» WHAT YOU WILL DO
Count the lines in the items below that contain the word "sleeve". Reply with that number alone.

» DATA PROVIDED
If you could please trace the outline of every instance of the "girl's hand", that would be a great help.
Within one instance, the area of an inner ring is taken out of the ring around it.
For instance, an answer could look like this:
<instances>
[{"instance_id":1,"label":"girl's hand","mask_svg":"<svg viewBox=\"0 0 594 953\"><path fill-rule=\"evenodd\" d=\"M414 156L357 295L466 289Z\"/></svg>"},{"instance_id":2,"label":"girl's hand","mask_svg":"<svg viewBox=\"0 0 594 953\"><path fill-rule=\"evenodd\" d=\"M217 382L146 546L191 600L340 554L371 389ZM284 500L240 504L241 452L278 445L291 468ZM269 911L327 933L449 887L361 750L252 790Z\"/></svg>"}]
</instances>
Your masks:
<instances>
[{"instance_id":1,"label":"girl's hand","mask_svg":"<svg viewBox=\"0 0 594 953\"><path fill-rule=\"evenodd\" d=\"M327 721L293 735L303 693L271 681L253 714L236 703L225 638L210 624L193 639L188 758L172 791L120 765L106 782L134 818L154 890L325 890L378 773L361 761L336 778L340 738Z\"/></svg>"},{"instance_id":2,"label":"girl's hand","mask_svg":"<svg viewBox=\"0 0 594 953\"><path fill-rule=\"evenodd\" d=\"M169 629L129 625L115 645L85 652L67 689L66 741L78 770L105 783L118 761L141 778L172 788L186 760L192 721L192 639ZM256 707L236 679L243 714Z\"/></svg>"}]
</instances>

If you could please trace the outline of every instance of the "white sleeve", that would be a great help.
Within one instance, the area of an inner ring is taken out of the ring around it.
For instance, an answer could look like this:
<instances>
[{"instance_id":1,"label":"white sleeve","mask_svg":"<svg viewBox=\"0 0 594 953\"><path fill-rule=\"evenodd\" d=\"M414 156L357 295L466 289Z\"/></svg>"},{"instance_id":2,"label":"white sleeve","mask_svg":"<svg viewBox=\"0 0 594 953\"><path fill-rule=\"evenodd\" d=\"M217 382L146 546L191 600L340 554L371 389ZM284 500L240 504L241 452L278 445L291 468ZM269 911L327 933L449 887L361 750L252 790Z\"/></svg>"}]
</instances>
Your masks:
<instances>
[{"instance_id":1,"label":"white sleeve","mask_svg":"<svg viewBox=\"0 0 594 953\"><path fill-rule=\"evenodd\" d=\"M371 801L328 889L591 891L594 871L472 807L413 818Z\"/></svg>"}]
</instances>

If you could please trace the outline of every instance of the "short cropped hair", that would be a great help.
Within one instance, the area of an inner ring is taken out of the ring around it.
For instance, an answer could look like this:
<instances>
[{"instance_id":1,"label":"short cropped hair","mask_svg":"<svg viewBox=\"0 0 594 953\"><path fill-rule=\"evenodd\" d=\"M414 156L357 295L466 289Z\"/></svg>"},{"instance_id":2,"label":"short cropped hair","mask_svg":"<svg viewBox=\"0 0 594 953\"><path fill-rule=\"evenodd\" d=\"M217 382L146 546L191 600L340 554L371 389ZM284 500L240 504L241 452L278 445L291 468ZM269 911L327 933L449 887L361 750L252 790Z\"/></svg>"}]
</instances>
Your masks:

» EXERCISE RESPONSE
3